What you should do —
Please write out the complete listing that follows, exactly as it reads.

Material provided —
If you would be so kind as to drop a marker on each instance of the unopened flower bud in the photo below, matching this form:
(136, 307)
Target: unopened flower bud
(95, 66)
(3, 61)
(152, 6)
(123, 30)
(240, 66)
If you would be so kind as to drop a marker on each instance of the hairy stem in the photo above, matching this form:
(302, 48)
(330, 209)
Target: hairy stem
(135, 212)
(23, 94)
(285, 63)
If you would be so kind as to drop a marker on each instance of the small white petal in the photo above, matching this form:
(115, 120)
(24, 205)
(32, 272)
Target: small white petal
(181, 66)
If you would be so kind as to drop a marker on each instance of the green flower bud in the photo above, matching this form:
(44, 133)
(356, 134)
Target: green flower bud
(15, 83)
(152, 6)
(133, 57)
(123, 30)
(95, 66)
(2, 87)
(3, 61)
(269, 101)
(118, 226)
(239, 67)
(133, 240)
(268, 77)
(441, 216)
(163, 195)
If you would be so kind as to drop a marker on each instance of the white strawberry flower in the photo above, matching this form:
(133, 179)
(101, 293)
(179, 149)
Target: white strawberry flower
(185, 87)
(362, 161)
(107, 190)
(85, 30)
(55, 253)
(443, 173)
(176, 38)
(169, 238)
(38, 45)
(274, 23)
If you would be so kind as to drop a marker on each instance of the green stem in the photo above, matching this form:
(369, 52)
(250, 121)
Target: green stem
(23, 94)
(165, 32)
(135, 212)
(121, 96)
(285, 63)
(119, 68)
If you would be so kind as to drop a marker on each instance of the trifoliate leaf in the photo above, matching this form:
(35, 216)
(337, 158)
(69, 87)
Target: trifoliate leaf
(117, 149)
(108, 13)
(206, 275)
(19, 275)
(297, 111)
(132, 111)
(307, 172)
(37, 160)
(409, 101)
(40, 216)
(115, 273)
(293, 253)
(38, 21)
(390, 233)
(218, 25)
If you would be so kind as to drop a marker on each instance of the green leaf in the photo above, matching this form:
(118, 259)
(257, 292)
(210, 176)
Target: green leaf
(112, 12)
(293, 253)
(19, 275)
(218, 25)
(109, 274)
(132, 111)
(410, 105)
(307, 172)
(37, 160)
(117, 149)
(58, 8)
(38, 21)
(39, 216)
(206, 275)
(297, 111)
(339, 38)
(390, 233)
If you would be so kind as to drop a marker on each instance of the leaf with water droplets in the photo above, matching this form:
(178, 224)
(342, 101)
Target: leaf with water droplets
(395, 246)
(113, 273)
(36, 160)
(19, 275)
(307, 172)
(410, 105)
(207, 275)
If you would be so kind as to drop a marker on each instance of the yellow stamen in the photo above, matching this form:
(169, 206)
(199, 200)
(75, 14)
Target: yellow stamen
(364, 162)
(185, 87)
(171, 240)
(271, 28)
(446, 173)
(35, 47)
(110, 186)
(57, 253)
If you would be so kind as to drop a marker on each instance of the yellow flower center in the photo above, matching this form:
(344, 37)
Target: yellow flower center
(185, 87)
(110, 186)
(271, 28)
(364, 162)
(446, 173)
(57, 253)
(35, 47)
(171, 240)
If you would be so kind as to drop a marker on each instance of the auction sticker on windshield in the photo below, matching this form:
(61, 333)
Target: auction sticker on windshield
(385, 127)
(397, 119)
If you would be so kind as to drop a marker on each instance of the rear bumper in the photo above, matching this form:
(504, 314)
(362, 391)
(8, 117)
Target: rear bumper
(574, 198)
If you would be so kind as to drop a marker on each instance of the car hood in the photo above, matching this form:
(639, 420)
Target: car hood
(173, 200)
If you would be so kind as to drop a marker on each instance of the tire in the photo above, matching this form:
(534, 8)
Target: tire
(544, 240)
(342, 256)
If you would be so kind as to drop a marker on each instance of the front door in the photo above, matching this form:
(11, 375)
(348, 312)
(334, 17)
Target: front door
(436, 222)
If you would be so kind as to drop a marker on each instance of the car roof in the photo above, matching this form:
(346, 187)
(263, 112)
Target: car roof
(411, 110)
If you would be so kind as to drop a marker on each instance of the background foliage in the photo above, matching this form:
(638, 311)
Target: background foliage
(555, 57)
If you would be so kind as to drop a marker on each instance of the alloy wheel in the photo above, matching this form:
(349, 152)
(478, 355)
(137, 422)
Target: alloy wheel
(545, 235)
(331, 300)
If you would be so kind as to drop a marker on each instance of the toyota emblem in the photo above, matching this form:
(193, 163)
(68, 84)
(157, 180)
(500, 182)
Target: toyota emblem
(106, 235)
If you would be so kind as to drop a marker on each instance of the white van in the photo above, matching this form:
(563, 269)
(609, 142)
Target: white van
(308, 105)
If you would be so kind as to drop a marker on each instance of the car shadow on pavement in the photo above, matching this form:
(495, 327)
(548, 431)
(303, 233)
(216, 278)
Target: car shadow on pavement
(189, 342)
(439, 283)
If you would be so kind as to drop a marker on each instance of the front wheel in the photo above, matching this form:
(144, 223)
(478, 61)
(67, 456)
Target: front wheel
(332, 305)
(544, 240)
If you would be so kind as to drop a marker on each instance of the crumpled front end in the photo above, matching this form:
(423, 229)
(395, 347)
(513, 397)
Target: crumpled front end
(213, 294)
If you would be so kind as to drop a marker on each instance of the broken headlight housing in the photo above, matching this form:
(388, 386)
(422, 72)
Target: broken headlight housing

Expected answer —
If you would be so kind as to drop a marker on each instance of the unopened flower bud in the photo below, matching this form:
(136, 307)
Target: unopened flower bud
(95, 66)
(3, 61)
(152, 6)
(123, 30)
(240, 66)
If you would be so kind as to drop a marker on each instance of the hairy stem in the photo above, matching this form:
(302, 48)
(330, 209)
Target: hairy stem
(135, 212)
(23, 94)
(285, 63)
If you would be so kind as to drop a marker on each instance of the small white petal in the photo above, matching this form:
(115, 120)
(24, 205)
(32, 272)
Target: small white petal
(181, 66)
If you would be so kind as to drop a marker on each instance of the green flower bud in the photo above, matching this form:
(44, 133)
(356, 134)
Target: green flower bud
(15, 83)
(152, 6)
(133, 57)
(123, 30)
(95, 66)
(2, 87)
(3, 61)
(269, 101)
(118, 226)
(239, 67)
(133, 240)
(268, 77)
(441, 216)
(163, 195)
If you would be so kind as to drop a marker on each instance of the white strawberry flower in the photo above, matching this form:
(133, 179)
(101, 293)
(179, 149)
Target: white strawberry flower
(185, 87)
(362, 161)
(107, 190)
(85, 30)
(55, 253)
(443, 173)
(176, 38)
(169, 238)
(38, 45)
(274, 23)
If you would be so kind as to drop a marker on each instance of the green stem in the photo above, matching this form:
(369, 52)
(250, 121)
Target: green stem
(23, 94)
(165, 32)
(135, 212)
(121, 96)
(285, 63)
(119, 68)
If you would be so kind as to drop a marker on each instance of the trifoliate leaf in the photo above, matching this form:
(35, 216)
(337, 158)
(69, 87)
Target: trifoliate leaf
(117, 149)
(108, 13)
(206, 275)
(19, 275)
(297, 111)
(132, 111)
(307, 172)
(37, 160)
(409, 101)
(40, 216)
(115, 273)
(293, 253)
(38, 21)
(390, 233)
(218, 25)
If you would be so kind as to drop a marker on each instance of the green leaf in the photo above, matching this form:
(118, 259)
(257, 292)
(210, 176)
Target: green leaf
(112, 12)
(293, 253)
(19, 275)
(218, 25)
(109, 274)
(132, 111)
(410, 105)
(307, 172)
(37, 160)
(117, 149)
(58, 8)
(38, 21)
(39, 216)
(206, 275)
(297, 111)
(339, 38)
(390, 233)
If you would be so kind as to drop a marker on each instance of the leaf with water droplets in the photo above, matching this form:
(178, 224)
(342, 101)
Target: leaf with water droplets
(395, 246)
(113, 273)
(36, 160)
(19, 275)
(307, 172)
(410, 105)
(207, 275)
If you would be so kind as to drop a marker on each instance of the yellow stamen in the photo above, matching this form:
(169, 206)
(199, 200)
(75, 14)
Target: yellow stamen
(364, 162)
(185, 87)
(171, 240)
(271, 28)
(446, 173)
(35, 47)
(110, 186)
(57, 253)
If you would be so kind as to drop a marker on each instance of the yellow flower center in the photo above, matching this form:
(344, 37)
Target: yellow flower center
(185, 87)
(110, 186)
(271, 28)
(364, 162)
(446, 173)
(57, 253)
(35, 47)
(171, 240)
If you would be so kind as to drop a marker on each instance of the auction sticker on windshield in the photo below, matching this form:
(61, 333)
Target: auction sticker on windshield
(385, 127)
(397, 119)
If you would be so kind as to drop a marker on each instance of the rear bumper in the photo above, matching this form:
(504, 314)
(362, 391)
(8, 117)
Target: rear bumper
(574, 198)
If you would be so kind as to drop a marker on each instance of the car hood in the photo above, matching this form:
(639, 420)
Target: car hood
(173, 200)
If you would be so kind as to drop a marker on each instance of the tire in the photo above, matching this form:
(534, 8)
Target: tire
(544, 240)
(342, 256)
If you would be so kind as to drop a marker on each instance of the front door in the photo above, matching this form:
(11, 375)
(348, 312)
(334, 17)
Target: front door
(436, 222)
If you would be so kind as to drop a marker on each instance of the car roof in the photo above, matching this form:
(346, 187)
(263, 112)
Target: car roof
(411, 110)
If you would be so kind as to drop a marker on each instance of the background foliage in the photo above, matching this form:
(638, 311)
Target: background foliage
(555, 57)
If you would be so kind as to drop a marker on each instance of the alloy wheel in the photo above, matching this form:
(349, 152)
(478, 355)
(137, 422)
Target: alloy wheel
(545, 235)
(331, 300)
If you would be so kind as to drop a marker on each instance of the toyota emblem in the photo above, matching this form:
(193, 163)
(68, 84)
(157, 180)
(500, 182)
Target: toyota emblem
(106, 235)
If you would be so kind as to drop a marker on each instance of the white van in the photo above, matching this form:
(563, 269)
(609, 142)
Target: white van
(308, 105)
If you would be so kind as to drop a marker on each instance of the car shadow on pavement in the photo above, matching this form:
(495, 327)
(548, 431)
(303, 233)
(216, 278)
Target: car shadow on pavement
(189, 342)
(439, 283)
If you would be so kind as to drop a marker on each instance of the front wheel in the photo above, matching this form:
(144, 223)
(478, 61)
(67, 456)
Target: front wheel
(332, 305)
(544, 240)
If you would be so kind as to drop a marker on each instance of the crumpled front end in the photo above, matching this form:
(423, 229)
(395, 347)
(513, 397)
Target: crumpled front end
(213, 294)
If you would be so kind as to drop a marker on each instance of the broken headlight housing in the photo above, matching this form:
(388, 386)
(422, 72)
Target: broken headlight housing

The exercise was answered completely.